[Working data]
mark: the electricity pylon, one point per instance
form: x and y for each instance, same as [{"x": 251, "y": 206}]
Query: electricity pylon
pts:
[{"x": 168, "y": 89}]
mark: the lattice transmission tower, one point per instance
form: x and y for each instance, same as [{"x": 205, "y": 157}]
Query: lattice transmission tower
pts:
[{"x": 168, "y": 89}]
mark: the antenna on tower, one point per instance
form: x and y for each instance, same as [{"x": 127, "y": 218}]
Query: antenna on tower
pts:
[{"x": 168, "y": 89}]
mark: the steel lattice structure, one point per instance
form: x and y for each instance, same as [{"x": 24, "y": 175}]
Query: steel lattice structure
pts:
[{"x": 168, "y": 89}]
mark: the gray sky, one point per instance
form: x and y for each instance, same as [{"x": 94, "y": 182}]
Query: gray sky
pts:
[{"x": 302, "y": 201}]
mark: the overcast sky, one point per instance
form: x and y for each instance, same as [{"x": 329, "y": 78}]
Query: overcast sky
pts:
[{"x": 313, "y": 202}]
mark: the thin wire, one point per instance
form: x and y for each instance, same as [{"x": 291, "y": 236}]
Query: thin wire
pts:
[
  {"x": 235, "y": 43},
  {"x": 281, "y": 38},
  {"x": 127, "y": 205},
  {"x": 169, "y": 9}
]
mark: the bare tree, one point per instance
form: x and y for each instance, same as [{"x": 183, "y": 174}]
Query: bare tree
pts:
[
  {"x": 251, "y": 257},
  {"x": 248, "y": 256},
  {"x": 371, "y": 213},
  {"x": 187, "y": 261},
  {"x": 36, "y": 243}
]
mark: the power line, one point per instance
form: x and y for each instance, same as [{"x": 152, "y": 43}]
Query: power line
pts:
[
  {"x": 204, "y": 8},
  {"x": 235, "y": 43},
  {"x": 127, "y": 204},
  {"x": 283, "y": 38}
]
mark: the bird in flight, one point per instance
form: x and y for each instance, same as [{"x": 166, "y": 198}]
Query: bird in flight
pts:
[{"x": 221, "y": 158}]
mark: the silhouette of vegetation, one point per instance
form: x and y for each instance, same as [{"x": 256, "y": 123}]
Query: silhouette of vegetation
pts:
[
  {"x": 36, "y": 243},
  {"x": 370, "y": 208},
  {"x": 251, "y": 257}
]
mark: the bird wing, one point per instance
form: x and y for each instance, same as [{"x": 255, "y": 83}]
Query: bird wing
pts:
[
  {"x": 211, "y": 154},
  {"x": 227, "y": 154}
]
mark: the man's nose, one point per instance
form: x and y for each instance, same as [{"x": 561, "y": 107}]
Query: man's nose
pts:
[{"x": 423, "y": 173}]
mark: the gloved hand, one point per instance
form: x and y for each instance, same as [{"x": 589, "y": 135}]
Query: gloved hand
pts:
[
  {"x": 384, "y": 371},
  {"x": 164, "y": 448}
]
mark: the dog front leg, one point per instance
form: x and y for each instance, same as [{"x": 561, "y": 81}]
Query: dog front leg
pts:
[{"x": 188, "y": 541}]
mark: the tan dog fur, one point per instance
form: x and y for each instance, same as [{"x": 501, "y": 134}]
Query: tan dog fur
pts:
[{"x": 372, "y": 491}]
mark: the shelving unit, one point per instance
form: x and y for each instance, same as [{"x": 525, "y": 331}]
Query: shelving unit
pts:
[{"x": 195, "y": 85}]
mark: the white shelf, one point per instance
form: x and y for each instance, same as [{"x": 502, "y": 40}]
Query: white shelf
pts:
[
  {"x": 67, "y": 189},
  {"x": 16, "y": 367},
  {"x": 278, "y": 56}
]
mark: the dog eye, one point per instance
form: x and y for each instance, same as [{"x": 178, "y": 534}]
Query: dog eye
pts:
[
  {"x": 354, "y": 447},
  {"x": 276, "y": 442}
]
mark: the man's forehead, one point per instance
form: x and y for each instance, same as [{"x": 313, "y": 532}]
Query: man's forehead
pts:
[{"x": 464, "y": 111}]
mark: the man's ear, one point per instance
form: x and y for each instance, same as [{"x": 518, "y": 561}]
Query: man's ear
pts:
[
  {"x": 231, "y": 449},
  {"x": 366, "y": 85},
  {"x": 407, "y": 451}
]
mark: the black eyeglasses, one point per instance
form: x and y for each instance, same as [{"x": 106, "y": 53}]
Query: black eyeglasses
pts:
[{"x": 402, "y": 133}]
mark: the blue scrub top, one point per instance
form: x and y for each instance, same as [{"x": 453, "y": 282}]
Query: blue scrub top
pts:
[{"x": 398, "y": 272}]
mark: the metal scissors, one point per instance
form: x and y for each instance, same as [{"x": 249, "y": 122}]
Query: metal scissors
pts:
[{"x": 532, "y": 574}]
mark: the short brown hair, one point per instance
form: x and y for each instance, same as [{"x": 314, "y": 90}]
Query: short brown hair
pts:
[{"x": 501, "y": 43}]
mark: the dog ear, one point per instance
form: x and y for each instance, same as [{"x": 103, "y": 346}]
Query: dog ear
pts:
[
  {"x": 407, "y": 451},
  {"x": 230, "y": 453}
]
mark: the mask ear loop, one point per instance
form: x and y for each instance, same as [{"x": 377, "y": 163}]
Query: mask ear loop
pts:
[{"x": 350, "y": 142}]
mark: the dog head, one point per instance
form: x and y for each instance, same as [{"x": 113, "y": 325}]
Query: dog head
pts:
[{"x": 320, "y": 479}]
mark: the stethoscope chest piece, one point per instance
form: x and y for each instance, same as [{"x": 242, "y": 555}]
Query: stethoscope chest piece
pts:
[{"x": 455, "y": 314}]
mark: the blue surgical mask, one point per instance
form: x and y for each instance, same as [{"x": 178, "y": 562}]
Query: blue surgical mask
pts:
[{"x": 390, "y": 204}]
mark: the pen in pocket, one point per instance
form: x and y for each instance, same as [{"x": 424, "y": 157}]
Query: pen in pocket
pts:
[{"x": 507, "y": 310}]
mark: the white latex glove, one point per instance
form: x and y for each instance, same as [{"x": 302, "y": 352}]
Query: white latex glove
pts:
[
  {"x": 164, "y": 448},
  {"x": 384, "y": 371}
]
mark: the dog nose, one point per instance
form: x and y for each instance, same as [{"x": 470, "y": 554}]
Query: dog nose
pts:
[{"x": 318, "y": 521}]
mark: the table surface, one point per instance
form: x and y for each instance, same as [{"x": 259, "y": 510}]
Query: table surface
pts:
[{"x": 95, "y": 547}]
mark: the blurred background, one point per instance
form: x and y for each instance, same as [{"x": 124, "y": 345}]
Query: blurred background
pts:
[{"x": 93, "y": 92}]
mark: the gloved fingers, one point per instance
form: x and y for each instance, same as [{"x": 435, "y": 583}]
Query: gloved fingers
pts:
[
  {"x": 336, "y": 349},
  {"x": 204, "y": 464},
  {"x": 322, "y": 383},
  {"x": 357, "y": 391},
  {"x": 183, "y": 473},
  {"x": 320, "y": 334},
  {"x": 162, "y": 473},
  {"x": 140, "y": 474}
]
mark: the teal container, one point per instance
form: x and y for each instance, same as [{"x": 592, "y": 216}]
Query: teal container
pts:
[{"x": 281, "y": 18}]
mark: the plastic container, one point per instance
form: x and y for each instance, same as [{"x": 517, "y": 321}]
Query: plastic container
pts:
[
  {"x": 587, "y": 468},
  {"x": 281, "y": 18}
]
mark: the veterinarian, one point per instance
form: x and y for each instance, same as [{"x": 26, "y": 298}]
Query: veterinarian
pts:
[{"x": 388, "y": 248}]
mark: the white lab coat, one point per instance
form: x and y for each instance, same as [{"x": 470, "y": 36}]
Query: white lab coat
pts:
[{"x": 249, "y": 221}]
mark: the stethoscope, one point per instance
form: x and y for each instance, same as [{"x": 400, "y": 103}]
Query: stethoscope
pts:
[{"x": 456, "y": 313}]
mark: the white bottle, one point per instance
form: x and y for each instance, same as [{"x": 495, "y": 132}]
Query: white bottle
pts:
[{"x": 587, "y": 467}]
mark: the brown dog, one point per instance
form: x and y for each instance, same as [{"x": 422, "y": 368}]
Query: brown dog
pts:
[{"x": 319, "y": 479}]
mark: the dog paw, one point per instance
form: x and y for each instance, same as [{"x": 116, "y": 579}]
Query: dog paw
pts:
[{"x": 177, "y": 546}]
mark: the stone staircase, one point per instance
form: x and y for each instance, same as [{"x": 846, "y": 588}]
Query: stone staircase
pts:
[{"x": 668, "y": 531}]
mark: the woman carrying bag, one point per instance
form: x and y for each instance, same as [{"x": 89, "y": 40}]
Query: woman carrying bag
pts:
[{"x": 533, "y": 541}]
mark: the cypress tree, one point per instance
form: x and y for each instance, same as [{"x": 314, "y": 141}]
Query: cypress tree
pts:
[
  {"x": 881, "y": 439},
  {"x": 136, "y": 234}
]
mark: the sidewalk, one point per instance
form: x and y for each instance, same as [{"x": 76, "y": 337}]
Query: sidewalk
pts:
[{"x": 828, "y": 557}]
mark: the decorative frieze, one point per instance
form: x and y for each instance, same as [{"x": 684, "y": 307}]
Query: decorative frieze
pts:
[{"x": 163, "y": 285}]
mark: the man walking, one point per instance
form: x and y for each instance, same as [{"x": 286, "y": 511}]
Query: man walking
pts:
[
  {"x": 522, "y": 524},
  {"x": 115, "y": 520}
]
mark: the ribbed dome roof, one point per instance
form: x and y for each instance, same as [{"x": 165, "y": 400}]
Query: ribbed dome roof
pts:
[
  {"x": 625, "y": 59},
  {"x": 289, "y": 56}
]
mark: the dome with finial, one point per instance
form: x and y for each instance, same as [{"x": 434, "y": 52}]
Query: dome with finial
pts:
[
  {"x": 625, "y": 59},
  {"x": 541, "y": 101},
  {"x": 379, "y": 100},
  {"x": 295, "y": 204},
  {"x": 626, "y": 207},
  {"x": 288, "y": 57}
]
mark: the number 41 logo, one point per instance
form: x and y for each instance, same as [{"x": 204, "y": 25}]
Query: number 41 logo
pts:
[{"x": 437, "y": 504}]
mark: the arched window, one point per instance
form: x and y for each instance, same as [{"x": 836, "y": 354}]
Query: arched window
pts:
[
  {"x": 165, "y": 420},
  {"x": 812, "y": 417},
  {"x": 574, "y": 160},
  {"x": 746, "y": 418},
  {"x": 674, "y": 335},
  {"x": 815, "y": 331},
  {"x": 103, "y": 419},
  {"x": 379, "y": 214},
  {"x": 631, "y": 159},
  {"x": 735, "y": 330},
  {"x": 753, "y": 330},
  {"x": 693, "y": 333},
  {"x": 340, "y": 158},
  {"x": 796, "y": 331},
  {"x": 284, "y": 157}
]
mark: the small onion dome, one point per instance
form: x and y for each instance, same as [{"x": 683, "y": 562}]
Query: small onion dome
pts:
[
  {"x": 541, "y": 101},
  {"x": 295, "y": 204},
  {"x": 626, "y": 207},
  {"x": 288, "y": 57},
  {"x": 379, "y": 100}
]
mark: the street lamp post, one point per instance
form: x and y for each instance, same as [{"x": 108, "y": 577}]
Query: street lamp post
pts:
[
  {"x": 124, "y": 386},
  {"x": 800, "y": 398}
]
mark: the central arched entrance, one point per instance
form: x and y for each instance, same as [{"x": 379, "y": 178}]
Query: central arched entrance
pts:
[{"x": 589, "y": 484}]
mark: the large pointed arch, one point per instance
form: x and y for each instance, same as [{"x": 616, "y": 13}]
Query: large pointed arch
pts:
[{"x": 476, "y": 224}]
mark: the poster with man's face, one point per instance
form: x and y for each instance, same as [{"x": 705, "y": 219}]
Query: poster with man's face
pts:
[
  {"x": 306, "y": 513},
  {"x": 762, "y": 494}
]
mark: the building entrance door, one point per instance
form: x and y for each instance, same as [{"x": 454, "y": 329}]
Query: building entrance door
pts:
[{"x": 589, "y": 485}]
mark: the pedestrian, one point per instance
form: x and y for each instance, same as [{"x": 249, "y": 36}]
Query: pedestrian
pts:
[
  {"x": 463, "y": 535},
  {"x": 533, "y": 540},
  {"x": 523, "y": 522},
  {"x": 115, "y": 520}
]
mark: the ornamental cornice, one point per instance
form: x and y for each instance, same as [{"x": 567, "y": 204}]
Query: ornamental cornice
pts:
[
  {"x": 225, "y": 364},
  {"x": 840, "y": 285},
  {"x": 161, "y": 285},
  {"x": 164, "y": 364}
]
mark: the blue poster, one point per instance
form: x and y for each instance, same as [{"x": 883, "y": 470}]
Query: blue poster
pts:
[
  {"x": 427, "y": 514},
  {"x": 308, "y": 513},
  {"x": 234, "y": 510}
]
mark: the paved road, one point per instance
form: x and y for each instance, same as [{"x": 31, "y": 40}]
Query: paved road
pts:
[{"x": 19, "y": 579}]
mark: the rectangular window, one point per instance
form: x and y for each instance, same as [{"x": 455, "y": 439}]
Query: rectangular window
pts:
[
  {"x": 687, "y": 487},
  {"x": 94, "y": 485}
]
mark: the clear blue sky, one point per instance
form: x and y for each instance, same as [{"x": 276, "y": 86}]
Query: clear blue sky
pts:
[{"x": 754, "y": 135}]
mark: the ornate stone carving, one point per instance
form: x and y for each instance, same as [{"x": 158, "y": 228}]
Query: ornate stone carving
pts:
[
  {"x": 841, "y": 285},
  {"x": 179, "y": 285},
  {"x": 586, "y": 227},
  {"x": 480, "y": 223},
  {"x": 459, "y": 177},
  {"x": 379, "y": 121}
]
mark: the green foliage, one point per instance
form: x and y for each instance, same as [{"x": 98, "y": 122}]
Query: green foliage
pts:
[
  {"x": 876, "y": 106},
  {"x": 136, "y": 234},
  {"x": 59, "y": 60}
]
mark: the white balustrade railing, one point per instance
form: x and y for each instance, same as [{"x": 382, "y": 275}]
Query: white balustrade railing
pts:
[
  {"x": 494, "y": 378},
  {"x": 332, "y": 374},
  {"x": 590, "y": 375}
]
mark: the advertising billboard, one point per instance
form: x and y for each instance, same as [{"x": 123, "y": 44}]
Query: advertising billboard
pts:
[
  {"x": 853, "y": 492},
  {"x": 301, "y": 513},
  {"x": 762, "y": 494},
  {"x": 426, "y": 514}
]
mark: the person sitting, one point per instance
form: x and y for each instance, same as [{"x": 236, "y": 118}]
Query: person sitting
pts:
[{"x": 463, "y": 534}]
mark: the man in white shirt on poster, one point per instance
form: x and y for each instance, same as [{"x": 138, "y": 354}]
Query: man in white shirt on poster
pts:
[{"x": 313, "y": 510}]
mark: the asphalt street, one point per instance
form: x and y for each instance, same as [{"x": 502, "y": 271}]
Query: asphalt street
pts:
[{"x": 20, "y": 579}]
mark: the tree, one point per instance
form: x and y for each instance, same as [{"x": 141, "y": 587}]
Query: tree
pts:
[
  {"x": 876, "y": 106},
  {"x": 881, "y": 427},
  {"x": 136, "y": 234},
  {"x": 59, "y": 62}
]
[/Working data]
▶ Exercise objective
Scan the records for lines with the string "loop". Give the number of such lines and nothing else.

▶ Result of the exercise
2